TEXT PASSAGE:

- - - -

Sometimes I feel as if my world is too chaotic for the work of God. But, I am reminded in Advent that he comes. He comes in dangerous times. He comes to bring hope and life. He rolls back the evil. He enters with us and he brings us out. (Taken from a daily devotion offered by the Center for Christianity Culture and the Arts)
Advent, taken from a Latin word meaning coming, is traditionally a season of anticipation, of waiting. We anticipate the celebration of the birth of Jesus as we anticipate his coming again. In many traditions each week of advent focuses on a distinct theme – hope, love, joy and peace.
The problem with advent for me, and I don’t think I am alone in this, is that the weeks between Thanksgiving and Christmas do not seem exactly calibrated for something so passive as watchful expectation or so profound as a hoping, loving joy-filled peace. Born along the prevailing winds of the world around me I do not find space to wait, do not have time to see the joy or sometimes even show love. It is a busy time for me – both school and work have special deadlines and demands in this very season where I am meant to be stopping, seeing, anticipating, hoping. Beyond that I am offered easy solutions to this lack of space and time to really experience and engage with Advent. Shop – buy – spend. For each demand on my time there seems to be one also on my finances. Tis the season after all.

- - - -

DATA SHOWN:
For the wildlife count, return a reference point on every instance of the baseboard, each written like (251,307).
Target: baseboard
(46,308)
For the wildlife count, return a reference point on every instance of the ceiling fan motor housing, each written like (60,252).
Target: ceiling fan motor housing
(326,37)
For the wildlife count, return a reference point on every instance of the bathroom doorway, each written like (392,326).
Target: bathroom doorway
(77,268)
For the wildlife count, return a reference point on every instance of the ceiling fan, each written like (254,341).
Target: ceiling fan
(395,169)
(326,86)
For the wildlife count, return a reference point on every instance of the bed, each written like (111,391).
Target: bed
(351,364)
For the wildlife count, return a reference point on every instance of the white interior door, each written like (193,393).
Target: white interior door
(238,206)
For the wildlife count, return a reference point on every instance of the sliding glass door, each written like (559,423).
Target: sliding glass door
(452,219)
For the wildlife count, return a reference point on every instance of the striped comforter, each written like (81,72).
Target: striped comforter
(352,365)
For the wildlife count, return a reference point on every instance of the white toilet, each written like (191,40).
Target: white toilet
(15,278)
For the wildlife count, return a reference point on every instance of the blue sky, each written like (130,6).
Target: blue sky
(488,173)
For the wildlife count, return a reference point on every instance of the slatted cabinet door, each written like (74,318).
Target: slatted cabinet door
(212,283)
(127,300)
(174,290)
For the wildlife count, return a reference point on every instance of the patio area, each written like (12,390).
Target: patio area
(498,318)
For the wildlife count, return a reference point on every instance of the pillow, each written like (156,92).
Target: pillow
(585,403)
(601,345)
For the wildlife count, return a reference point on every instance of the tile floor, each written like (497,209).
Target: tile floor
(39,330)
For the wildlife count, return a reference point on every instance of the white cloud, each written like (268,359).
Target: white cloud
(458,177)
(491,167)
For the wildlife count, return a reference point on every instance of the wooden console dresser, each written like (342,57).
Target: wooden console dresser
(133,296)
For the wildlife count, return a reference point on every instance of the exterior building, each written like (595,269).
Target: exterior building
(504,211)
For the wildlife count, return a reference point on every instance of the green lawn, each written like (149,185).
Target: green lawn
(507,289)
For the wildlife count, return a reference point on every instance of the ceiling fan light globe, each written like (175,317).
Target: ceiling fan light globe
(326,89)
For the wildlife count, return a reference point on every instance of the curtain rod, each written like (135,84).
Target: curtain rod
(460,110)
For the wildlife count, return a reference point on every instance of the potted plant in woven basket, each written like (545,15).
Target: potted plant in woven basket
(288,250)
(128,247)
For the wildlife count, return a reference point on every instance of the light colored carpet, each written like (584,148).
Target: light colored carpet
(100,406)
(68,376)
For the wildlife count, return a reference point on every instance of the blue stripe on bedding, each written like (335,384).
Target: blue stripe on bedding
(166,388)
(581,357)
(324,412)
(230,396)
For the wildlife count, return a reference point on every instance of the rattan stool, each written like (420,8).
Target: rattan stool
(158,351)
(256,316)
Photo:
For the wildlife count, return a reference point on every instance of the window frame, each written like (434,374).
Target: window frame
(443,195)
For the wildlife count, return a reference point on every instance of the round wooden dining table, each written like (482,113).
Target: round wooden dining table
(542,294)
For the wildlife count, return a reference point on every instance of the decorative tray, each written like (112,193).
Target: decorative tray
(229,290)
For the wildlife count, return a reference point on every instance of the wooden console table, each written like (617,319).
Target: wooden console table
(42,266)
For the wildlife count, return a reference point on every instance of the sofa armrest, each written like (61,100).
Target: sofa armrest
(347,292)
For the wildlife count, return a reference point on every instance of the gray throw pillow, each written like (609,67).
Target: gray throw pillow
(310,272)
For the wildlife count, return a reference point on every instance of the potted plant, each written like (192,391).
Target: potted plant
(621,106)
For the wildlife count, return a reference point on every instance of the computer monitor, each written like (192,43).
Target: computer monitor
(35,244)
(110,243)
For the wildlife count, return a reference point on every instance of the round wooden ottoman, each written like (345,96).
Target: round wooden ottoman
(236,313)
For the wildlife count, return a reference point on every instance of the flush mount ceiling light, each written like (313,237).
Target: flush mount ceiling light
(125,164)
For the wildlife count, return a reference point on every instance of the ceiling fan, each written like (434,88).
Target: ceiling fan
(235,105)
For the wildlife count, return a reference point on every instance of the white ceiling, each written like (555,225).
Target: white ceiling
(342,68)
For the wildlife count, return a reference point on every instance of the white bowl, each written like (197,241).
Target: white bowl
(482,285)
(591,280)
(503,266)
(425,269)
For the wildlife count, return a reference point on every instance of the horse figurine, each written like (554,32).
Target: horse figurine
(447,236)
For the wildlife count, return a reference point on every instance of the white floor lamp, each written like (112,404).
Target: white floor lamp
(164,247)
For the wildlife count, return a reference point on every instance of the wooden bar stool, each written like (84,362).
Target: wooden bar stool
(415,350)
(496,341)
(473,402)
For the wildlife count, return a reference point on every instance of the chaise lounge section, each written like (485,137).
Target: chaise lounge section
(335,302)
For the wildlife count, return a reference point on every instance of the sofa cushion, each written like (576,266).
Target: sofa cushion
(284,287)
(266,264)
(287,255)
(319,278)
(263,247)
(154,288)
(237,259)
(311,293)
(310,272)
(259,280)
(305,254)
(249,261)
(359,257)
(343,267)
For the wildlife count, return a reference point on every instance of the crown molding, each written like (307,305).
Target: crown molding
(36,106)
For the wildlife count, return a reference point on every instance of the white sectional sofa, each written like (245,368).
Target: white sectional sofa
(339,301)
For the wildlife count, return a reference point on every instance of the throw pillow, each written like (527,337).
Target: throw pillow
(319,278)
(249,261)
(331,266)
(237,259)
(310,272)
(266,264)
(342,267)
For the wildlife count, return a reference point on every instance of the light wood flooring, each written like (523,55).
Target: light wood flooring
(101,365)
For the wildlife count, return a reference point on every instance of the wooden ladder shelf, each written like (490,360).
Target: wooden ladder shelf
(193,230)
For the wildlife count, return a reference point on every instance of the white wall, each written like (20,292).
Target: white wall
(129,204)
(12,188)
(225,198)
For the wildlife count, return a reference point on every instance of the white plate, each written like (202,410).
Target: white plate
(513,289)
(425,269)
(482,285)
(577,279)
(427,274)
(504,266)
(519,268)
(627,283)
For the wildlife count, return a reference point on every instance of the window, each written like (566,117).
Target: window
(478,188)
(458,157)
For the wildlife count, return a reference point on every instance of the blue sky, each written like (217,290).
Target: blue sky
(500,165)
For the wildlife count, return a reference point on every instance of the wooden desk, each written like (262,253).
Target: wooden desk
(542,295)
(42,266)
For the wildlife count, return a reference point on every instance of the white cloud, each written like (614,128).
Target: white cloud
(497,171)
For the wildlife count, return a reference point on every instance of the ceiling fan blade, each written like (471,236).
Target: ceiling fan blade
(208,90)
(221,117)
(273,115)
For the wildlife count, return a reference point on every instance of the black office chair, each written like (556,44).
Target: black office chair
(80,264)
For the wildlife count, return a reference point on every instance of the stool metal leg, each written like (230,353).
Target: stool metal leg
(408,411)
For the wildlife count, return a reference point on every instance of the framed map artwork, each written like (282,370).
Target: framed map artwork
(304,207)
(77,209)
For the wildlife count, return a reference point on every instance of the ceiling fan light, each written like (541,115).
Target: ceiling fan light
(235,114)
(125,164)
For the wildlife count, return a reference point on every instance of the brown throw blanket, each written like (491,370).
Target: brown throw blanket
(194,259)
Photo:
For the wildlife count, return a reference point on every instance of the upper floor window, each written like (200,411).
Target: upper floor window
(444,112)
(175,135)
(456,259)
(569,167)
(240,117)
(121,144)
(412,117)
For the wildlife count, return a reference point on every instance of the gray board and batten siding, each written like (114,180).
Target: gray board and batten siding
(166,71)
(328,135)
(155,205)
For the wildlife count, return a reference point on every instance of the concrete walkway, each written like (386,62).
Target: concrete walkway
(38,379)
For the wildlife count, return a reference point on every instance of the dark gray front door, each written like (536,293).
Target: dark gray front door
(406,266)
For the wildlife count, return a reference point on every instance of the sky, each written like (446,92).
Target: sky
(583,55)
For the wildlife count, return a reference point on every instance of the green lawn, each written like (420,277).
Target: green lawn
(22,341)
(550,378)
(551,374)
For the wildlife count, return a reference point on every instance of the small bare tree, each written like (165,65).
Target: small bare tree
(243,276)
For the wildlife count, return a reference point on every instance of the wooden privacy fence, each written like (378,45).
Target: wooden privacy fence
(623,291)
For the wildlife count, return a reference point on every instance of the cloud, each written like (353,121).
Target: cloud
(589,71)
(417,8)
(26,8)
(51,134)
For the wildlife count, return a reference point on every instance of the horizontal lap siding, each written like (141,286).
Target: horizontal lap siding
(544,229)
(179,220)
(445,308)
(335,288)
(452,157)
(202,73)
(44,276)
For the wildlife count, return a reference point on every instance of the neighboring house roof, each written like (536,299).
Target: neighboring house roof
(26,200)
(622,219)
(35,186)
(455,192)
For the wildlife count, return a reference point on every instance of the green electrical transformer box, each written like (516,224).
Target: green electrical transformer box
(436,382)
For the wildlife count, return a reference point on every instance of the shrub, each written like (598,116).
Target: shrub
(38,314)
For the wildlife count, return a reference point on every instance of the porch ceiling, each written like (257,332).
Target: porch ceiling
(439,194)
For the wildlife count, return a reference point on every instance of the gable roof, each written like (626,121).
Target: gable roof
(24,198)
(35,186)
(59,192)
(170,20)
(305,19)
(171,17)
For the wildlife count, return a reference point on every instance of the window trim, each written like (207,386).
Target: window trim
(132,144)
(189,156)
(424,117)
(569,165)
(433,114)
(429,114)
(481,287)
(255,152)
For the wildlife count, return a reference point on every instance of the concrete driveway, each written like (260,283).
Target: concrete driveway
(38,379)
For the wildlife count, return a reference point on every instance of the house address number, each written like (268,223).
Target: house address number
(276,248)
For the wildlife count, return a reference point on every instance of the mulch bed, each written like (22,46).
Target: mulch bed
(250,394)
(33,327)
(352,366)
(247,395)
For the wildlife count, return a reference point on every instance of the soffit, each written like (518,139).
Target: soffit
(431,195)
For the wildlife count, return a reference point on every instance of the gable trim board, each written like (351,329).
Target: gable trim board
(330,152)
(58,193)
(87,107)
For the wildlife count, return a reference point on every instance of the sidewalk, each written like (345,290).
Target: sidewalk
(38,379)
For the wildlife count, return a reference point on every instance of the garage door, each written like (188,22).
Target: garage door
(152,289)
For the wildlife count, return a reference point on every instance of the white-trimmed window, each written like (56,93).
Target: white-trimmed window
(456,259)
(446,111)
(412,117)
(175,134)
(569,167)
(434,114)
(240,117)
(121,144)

- - - -

TASKS AND EXERCISES:
#1 Please write out the part of the Advent reflection that opens with the words containing "Sometimes I feel" and closes with "joy and peace.".
#2 Answer these questions using the Advent reflection.
(a) What does the Latin word that Advent comes from mean?
(b) Which organization offered the daily devotion quoted at the start?
(c) Which two areas of the writer's life have special deadlines and demands in this season?

RESULTS FOR THE EXERCISE:
#1
Sometimes I feel as if my world is too chaotic for the work of God. But, I am reminded in Advent that he comes. He comes in dangerous times. He comes to bring hope and life. He rolls back the evil. He enters with us and he brings us out. (Taken from a daily devotion offered by the Center for Christianity Culture and the Arts)
Advent, taken from a Latin word meaning coming, is traditionally a season of anticipation, of waiting. We anticipate the celebration of the birth of Jesus as we anticipate his coming again. In many traditions each week of advent focuses on a distinct theme – hope, love, joy and peace.

#2
(a) Coming.
(b) The Center for Christianity Culture and the Arts.
(c) School and work.